• Work item
Continue the article on human rights in Belarus below, picking up right after its final sentence.

• Exercise text
= = = = =

PJHR Affiliate on Asheville Radio: Human Rights in Belarus

Monday, Apr 05, 2021

 

The United States has not recognized Alexander Lukashenka's victory in the August 2020 presidential elections in Belarus. Neither has the Belarusian nation, which responded with mass peaceful protests that swept the entire county. In return, Lukashenka launched a genocidal campaign with more than 35,000 unlawful arrests, unprecedented brutality, and violence directed against his own people. 

Last week, Assistant Professor in FAU’s School of Public Administration and Faculty Affiliate of Peace, Justice and Human Rights initiative, Dr. Palina Prysmakova commented on the situation in a one-hour radio show on WPVMFM Asheville's Community Station. She shared her and her family’s personal experience, as well as the decade of research that she conducted on the country.

The citizen of Belarus, Dr. Prysmakova has been optimistic that the mass protest will lead to the government change at this time. "There is no way back", she says, and adds that the Belarusians have been already patient enough. Through the 26 years of Lukashenka presidency, they have already tried all other possible legal options to remove him. In the previous rounds of the presidential elections, the opposition offered the voters a united candidate from all the independent parties, in the hope that that person would get enough votes to counterbalance Lukashenka’s scores. On the other occasion, they registered a dozen of candidates, hoping to achieve the similar effect for their combined votes. The one before the last time, the population largely boycotted the elections and refused to show up at the election polls. 

The effect has always been the same: according to Lukashenka’s administration, who has been responsible to count the votes, the elections have been declared valid with Lukashenka winning with his 80+% majority of votes. Dr. Prysmakova questions the legitimacy of any Lukashenka’s terms, yet agrees that it would have been hard to prove as any evidence have been thoroughly destroyed. 

August 2020 elections were followed by the similar official annoucement, yet also by a mass protests that gathered more than 300,000 people on the streets.  Have been closely studying Belarusian population for the last decade, Dr. Prysmakova sees a generation change as the main reason behind the mass character of the current protests. Most of the today’s Belarusians are not willing to exchange their personal comfort for the unlimited rights given to the president.

= = = = =

• Data shown
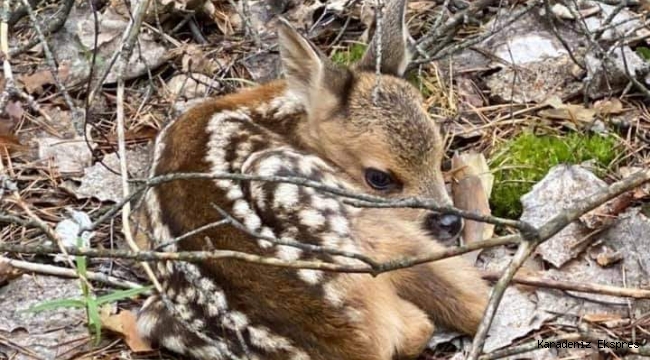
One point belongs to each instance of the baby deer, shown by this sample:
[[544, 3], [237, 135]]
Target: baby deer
[[322, 122]]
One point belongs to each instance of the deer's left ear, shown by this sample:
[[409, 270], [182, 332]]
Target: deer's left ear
[[395, 56]]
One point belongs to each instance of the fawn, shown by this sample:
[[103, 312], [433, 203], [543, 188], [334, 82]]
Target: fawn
[[323, 123]]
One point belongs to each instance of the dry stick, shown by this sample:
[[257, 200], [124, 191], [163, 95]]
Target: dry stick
[[53, 26], [529, 346], [454, 22], [70, 273], [545, 232], [51, 63], [574, 286], [514, 16], [378, 44], [4, 47], [199, 256], [128, 42], [357, 199], [297, 244]]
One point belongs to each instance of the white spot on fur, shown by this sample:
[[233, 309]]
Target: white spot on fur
[[206, 352], [288, 253], [339, 224], [310, 276], [244, 149], [311, 218], [269, 166], [332, 294], [330, 240], [288, 104], [286, 196], [234, 193], [207, 285], [236, 320], [242, 210], [183, 310], [174, 343]]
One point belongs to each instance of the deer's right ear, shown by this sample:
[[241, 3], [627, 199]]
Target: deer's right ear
[[302, 62], [309, 73]]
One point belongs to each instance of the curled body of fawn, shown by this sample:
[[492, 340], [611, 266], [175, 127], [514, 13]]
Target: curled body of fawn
[[323, 123]]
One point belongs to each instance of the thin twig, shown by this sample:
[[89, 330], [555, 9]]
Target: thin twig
[[379, 13], [574, 286], [69, 273], [126, 50], [54, 68], [54, 25], [545, 232]]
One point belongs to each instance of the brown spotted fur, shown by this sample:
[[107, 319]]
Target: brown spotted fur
[[321, 123]]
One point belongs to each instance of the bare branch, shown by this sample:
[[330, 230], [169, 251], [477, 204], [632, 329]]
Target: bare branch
[[574, 286], [550, 228]]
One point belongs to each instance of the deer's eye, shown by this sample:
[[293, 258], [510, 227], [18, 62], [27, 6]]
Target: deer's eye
[[380, 180]]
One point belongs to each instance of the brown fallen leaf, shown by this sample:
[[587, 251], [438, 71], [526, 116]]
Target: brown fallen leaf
[[124, 324], [601, 318], [471, 187], [608, 257], [34, 83], [7, 272], [607, 213]]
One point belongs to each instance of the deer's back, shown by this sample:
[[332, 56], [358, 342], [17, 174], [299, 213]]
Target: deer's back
[[228, 306]]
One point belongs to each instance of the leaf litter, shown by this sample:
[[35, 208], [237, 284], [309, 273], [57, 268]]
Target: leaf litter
[[520, 77]]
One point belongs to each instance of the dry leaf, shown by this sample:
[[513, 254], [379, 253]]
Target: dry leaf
[[471, 188], [69, 156], [559, 190], [639, 192], [124, 324], [609, 106], [34, 83], [601, 317], [608, 258], [100, 183]]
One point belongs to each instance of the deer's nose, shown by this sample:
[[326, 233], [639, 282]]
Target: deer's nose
[[444, 226]]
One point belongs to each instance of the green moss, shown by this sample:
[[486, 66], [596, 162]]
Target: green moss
[[349, 55], [520, 163]]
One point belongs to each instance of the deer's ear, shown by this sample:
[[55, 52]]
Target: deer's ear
[[309, 73], [395, 56]]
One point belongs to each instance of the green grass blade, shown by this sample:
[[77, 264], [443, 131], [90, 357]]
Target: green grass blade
[[56, 304]]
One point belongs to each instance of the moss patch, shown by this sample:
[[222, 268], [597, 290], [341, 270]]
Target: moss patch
[[349, 55], [520, 163]]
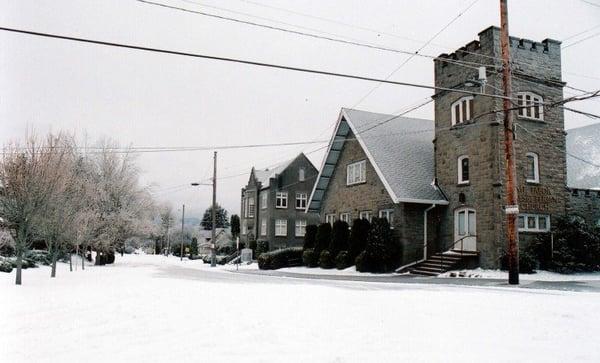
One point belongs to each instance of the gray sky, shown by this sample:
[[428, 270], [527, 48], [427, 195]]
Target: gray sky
[[145, 99]]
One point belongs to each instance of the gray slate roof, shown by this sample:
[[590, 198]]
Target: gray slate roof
[[400, 150], [263, 176], [583, 143]]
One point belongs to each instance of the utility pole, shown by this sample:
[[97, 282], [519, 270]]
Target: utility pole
[[512, 200], [182, 218], [213, 256]]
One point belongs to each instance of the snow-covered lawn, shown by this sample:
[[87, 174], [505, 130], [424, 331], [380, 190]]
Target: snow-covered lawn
[[538, 276], [158, 309]]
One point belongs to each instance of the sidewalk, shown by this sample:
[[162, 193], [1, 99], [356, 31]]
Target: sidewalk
[[580, 286]]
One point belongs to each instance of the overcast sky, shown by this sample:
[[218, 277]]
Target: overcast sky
[[146, 99]]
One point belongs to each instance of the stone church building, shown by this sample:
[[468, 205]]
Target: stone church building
[[441, 183]]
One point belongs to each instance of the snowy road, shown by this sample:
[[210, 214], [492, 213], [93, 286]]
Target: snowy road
[[154, 309]]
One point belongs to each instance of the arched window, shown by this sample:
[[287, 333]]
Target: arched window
[[463, 169], [532, 173], [530, 106], [462, 110]]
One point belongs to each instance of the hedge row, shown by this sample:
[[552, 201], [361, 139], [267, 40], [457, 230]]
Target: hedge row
[[286, 257]]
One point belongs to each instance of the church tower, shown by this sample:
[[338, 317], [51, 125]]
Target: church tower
[[469, 148]]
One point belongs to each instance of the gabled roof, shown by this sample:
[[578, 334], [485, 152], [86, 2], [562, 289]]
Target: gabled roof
[[263, 176], [583, 143], [400, 150]]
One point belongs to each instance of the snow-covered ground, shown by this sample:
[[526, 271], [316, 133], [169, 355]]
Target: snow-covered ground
[[538, 276], [158, 309]]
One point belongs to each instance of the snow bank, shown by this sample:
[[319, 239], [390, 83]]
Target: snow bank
[[159, 309]]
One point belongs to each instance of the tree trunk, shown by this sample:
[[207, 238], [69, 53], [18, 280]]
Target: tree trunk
[[53, 273], [19, 267]]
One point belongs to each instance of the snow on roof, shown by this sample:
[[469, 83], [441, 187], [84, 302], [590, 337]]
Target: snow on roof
[[400, 150], [583, 143]]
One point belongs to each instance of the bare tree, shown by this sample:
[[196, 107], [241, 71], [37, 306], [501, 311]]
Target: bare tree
[[29, 177]]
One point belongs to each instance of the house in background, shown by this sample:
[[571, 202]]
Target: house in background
[[274, 201], [384, 171]]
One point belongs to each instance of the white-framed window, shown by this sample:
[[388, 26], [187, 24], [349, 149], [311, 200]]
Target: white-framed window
[[345, 217], [263, 227], [251, 207], [330, 218], [533, 168], [533, 223], [301, 200], [264, 200], [281, 200], [389, 215], [300, 227], [281, 227], [530, 106], [244, 227], [356, 173], [461, 110], [366, 214], [463, 169]]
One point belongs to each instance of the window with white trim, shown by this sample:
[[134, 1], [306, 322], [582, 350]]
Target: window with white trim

= = = = =

• Task response
The life in the 1990s was very tough, and Lukashenka have been using the rhetoric of him being a warrant for not going back for over two decades. Yet, the people born in the late 1980s and 1990s remember the roughness of those times only vaguely. It was the time of their childhood be that as it may. What they do remember, however, that they have never seen any other head of the country than Lukashenka. 

The youth has been systematically denied the freedoms of speech and self-expression, yet they understood well the bluff behind the official entertainment offered by the government, let it be the public TV or the pompous celebrations of the official holidays. Resisting participation, they hid themselves by the computer monitors. No wonder, that today, they have a lot of IT-skills including those that played important role in the current protests: with or without formal engineering education, in the virtual space, the Belarusians can create anything from neighborhood chats to sophisticated platforms to collect donations for the victims of the regime.

In her interview, Dr. Prysmakova also answered the questions about why we do not see many Belarusian restaurants around, why Belarusian tourism did not suffer from the COVID, what it takes to be arrested for administrative violation, and why Lukashenka offers the American nation his help to resolve its internal problems.